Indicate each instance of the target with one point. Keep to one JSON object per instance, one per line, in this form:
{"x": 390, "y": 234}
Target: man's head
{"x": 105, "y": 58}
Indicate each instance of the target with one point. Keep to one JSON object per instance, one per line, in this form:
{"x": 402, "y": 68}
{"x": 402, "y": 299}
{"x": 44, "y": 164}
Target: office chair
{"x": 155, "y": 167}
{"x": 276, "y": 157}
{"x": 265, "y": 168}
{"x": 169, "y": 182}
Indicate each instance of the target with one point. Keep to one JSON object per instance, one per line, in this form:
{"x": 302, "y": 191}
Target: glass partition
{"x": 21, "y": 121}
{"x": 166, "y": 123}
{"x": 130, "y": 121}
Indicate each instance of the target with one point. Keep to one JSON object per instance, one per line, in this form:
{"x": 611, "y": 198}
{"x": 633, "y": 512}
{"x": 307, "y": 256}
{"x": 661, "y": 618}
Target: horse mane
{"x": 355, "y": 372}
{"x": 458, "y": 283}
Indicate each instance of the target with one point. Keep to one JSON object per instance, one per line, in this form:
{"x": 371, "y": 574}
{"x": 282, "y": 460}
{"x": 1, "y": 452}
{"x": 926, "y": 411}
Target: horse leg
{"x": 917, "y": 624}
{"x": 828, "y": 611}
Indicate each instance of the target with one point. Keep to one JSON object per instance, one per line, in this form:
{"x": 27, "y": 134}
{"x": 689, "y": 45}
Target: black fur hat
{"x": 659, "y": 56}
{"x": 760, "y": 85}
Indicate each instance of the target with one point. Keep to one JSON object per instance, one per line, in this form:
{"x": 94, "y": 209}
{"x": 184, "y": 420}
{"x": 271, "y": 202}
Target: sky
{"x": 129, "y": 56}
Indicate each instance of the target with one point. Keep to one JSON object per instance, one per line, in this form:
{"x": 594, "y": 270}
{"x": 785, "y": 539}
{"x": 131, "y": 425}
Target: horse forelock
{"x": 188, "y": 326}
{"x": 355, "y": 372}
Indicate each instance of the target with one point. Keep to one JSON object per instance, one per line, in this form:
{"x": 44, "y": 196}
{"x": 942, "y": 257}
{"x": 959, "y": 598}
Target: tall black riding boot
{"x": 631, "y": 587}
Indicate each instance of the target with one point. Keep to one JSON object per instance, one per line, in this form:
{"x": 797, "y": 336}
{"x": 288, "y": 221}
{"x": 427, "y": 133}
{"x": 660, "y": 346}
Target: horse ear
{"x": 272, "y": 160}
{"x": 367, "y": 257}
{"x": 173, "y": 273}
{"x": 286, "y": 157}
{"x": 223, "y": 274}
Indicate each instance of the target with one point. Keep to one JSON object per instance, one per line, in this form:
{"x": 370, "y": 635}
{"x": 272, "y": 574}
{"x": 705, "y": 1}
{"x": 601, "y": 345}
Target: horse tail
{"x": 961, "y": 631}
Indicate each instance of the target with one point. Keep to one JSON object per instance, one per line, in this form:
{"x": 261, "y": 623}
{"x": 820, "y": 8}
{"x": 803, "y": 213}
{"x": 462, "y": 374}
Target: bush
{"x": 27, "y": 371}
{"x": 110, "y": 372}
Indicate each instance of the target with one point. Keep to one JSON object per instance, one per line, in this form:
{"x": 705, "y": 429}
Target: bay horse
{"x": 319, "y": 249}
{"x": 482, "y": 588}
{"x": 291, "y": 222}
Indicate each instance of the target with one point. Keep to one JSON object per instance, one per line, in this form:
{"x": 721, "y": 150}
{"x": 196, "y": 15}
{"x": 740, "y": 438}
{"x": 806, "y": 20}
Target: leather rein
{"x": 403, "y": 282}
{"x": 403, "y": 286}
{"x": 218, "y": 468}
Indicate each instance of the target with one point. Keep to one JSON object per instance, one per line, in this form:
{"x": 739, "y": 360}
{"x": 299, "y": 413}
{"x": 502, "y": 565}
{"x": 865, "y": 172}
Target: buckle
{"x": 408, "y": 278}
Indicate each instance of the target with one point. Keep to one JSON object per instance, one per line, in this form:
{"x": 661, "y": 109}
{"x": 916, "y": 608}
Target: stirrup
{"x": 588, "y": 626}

■ **Task goal**
Set down the listing in full, keeping every word exactly as it is.

■ **Solution for this exercise**
Indicate each instance of the target with one point. Keep to one JSON object per instance, one per line, in this form:
{"x": 390, "y": 234}
Target: man's head
{"x": 105, "y": 58}
Indicate each instance of the target with one point. Keep to one JSON object per instance, one per line, in this form:
{"x": 402, "y": 68}
{"x": 402, "y": 299}
{"x": 44, "y": 164}
Target: office chair
{"x": 155, "y": 167}
{"x": 276, "y": 157}
{"x": 265, "y": 168}
{"x": 169, "y": 182}
Indicate each instance of the target with one point. Keep to one JSON object per instance, one per line, in this form:
{"x": 302, "y": 191}
Target: glass partition
{"x": 21, "y": 121}
{"x": 166, "y": 123}
{"x": 130, "y": 121}
Indicate each instance of the target with one point. Keep to one JSON object per instance, one per line, in this form:
{"x": 611, "y": 198}
{"x": 633, "y": 512}
{"x": 307, "y": 256}
{"x": 661, "y": 618}
Target: horse mane
{"x": 355, "y": 372}
{"x": 458, "y": 283}
Indicate each instance of the target with one point. Keep to one JSON object per instance, one per line, in this form:
{"x": 371, "y": 574}
{"x": 282, "y": 460}
{"x": 1, "y": 452}
{"x": 926, "y": 411}
Target: horse leg
{"x": 917, "y": 624}
{"x": 828, "y": 611}
Indicate each instance of the target with one point. Keep to one JSON object per instance, one per line, in this form:
{"x": 27, "y": 134}
{"x": 689, "y": 45}
Target: black fur hat
{"x": 659, "y": 56}
{"x": 760, "y": 85}
Indicate each instance of the target with one point. Keep to one JSON object per instance, one per line, in this form:
{"x": 94, "y": 209}
{"x": 184, "y": 420}
{"x": 271, "y": 202}
Target: sky
{"x": 129, "y": 56}
Indicate each instance of the target with one point. Keep to one JSON object per instance, one per line, in this form:
{"x": 594, "y": 270}
{"x": 785, "y": 539}
{"x": 131, "y": 425}
Target: horse forelock
{"x": 188, "y": 326}
{"x": 355, "y": 372}
Indicate each instance of the target with one point. Keep to one JSON object per instance, one per line, in this form:
{"x": 44, "y": 196}
{"x": 942, "y": 257}
{"x": 959, "y": 598}
Target: tall black riding boot
{"x": 631, "y": 587}
Indicate each instance of the target with one point. Keep to one JSON object per instance, one per line, in this form:
{"x": 797, "y": 336}
{"x": 288, "y": 221}
{"x": 427, "y": 133}
{"x": 660, "y": 346}
Target: horse ear
{"x": 272, "y": 160}
{"x": 367, "y": 257}
{"x": 173, "y": 273}
{"x": 286, "y": 157}
{"x": 223, "y": 274}
Indicate each instance of the target with one point. Keep to one JSON object per instance, one per line, in this form:
{"x": 370, "y": 635}
{"x": 272, "y": 574}
{"x": 705, "y": 1}
{"x": 601, "y": 345}
Target: horse tail
{"x": 961, "y": 631}
Indicate each instance of the target with one point. Keep to one JSON object per instance, one per line, in this form:
{"x": 261, "y": 623}
{"x": 820, "y": 8}
{"x": 803, "y": 213}
{"x": 462, "y": 374}
Target: bush
{"x": 27, "y": 371}
{"x": 110, "y": 372}
Indicate each instance of the target with one point. Keep to one JSON object per instance, one per line, in this form:
{"x": 705, "y": 429}
Target: bay horse
{"x": 319, "y": 249}
{"x": 482, "y": 588}
{"x": 291, "y": 222}
Indicate each instance of the target with one point. Keep to one JSON object per instance, one per line, in this form:
{"x": 721, "y": 150}
{"x": 196, "y": 15}
{"x": 740, "y": 438}
{"x": 806, "y": 20}
Target: leather rein
{"x": 403, "y": 282}
{"x": 403, "y": 286}
{"x": 218, "y": 468}
Indicate each instance of the target with one point. Keep to one JSON object per instance, one per line, in this form:
{"x": 739, "y": 360}
{"x": 299, "y": 413}
{"x": 502, "y": 565}
{"x": 865, "y": 172}
Target: buckle
{"x": 408, "y": 278}
Indicate each instance of the target with one point. Keep to one JSON object per instance, one per line, in this form:
{"x": 661, "y": 109}
{"x": 916, "y": 608}
Target: stirrup
{"x": 588, "y": 626}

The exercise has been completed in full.